* [DO THIS] Below are the entries; output exactly the lines from the one containing "The service SHOULD place a point on the concrete" through the final line, inclusive.

* [PROVIDED DATA]
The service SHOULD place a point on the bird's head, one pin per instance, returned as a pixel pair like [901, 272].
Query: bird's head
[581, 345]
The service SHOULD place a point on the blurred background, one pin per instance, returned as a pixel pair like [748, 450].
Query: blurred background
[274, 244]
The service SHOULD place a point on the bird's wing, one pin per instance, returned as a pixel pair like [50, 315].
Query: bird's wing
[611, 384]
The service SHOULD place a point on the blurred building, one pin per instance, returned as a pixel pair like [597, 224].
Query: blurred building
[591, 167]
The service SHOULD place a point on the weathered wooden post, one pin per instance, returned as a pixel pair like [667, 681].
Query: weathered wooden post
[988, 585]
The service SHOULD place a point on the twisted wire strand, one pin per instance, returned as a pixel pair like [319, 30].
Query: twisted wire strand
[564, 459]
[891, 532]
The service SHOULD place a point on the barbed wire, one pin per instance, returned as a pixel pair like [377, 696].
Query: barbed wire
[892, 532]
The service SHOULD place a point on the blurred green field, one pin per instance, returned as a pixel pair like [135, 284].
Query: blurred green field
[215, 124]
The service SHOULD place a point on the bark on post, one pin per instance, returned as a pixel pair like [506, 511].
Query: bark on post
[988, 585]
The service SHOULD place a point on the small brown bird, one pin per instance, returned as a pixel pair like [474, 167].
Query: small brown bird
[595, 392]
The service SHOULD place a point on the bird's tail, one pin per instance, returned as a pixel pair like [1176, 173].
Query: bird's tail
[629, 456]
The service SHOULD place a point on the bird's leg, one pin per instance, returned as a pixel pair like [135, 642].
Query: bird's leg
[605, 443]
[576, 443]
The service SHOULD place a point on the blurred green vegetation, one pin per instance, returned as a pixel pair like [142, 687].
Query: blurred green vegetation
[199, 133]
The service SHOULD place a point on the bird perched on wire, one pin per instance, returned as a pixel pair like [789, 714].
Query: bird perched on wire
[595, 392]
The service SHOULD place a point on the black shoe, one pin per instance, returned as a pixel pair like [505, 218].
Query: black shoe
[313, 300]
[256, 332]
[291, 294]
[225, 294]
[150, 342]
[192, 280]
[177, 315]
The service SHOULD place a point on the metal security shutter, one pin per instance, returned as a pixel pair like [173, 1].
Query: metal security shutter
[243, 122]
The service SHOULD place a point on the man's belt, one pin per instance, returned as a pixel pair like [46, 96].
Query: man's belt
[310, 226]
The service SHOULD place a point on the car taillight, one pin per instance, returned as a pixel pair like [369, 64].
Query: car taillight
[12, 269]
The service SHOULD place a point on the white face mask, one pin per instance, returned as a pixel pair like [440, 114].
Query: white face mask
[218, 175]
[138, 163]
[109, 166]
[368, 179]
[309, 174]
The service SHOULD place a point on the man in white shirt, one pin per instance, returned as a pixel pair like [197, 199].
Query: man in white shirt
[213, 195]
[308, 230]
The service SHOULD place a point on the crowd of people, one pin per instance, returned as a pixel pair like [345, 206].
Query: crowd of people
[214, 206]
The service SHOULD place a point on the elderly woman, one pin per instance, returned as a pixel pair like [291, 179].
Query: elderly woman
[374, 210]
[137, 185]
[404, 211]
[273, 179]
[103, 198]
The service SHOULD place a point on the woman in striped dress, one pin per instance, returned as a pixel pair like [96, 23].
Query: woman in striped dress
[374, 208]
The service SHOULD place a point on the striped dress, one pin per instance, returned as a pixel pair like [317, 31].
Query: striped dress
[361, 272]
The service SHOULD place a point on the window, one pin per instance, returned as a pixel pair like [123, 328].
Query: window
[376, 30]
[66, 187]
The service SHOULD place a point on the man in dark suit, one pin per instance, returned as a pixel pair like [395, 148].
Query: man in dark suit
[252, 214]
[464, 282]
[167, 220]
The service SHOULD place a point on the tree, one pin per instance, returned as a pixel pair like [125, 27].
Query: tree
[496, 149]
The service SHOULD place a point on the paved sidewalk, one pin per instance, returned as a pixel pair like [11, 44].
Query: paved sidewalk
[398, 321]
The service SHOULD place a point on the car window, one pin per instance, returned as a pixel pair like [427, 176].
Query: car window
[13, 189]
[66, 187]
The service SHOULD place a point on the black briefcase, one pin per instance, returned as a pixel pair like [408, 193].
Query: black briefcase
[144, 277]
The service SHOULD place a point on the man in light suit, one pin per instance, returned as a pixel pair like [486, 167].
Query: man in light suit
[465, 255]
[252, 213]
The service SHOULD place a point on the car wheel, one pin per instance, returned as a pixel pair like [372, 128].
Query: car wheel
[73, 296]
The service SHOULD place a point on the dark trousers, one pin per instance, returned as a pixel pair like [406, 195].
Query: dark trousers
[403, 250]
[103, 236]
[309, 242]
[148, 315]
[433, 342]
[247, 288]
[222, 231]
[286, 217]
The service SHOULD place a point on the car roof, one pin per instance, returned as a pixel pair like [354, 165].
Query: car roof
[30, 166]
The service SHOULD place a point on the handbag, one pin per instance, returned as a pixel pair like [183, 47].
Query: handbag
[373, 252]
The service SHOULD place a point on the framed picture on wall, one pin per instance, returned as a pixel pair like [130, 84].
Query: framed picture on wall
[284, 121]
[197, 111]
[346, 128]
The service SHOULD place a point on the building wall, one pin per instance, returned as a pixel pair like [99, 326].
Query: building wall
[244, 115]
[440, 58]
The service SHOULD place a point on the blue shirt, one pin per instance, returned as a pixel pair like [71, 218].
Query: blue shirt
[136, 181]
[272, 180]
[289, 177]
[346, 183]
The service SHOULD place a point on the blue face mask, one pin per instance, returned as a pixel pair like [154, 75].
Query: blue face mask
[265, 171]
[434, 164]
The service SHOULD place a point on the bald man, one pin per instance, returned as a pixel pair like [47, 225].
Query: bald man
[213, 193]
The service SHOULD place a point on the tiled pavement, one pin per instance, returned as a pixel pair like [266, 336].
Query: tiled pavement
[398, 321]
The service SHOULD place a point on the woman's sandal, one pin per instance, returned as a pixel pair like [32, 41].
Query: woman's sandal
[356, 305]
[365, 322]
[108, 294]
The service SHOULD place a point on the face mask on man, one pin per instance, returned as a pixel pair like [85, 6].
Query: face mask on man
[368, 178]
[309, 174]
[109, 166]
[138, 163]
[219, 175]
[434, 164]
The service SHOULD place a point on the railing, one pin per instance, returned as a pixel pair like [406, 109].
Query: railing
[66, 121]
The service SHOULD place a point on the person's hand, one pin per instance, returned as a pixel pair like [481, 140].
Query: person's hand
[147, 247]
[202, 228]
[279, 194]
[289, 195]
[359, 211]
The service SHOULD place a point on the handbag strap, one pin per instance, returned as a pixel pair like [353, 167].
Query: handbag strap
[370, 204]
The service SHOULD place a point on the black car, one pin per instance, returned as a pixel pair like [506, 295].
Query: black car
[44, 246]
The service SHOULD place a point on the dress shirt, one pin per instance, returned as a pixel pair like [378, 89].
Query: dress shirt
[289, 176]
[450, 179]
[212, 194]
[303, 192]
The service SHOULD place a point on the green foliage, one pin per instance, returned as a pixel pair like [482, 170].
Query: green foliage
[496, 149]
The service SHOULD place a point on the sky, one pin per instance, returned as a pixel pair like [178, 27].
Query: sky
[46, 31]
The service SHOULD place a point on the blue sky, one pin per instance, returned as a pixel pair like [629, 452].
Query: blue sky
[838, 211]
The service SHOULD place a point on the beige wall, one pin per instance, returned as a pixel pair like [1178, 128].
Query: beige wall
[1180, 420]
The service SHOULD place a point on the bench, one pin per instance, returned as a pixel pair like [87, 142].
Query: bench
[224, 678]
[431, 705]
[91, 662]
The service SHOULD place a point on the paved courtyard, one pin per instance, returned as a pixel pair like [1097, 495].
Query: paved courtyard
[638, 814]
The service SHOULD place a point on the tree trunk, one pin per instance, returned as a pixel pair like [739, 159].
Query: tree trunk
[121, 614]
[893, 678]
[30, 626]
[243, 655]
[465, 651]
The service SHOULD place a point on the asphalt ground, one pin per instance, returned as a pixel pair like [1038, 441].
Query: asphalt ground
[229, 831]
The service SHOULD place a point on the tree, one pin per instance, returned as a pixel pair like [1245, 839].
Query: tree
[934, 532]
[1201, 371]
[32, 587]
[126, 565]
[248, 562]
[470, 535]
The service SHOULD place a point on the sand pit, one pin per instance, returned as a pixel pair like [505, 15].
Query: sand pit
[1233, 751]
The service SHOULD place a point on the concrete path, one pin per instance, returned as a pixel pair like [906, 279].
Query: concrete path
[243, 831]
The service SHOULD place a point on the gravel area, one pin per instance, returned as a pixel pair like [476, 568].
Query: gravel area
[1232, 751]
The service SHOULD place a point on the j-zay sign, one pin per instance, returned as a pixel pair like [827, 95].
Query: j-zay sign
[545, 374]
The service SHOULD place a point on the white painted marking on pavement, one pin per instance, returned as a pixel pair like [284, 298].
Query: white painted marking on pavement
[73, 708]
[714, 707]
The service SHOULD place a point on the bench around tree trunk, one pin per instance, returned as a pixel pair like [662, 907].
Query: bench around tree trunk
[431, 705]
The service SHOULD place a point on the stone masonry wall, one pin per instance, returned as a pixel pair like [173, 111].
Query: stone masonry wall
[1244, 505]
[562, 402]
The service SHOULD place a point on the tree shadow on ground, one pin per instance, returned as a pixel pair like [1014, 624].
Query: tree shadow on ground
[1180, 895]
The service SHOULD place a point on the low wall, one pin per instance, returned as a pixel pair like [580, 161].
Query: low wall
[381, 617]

* [RESULT FOR THIS TASK]
The service SHOULD place a point on the concrete path, one pin per instance, returned as a pixel pair like [906, 279].
Query: concrete path
[243, 831]
The service SHOULD place a point on the gravel area, one pin per instance, returned as a pixel pair like [476, 568].
Query: gravel area
[1232, 751]
The service SHOULD place a point on the j-zay sign, one pin per instance, returned as a pixel pair like [827, 95].
Query: j-zay sign
[545, 374]
The service SHOULD place a point on the white painted marking on pavement, one pin per instance, returned as a pixel pair like [284, 298].
Query: white painted marking on pavement
[73, 708]
[714, 707]
The service SHOULD place a point on the bench around tree trunk, one pin per instance, returned as a pixel pair like [662, 907].
Query: bench around tree trunk
[431, 705]
The service SHOULD place a point on the stone masonry wall, one pin per instance, returned as a pixel pair like [173, 111].
Query: stone masonry wall
[1244, 505]
[562, 402]
The service SHOULD place a point on the tree shadow on ground, one pin per instance, returned as a pixel pair like [1014, 624].
Query: tree shadow on ground
[1180, 895]
The service SHOULD place a point on the low wall, one pin per instance, returned as a pixel pair like [580, 161].
Query: low wall
[381, 617]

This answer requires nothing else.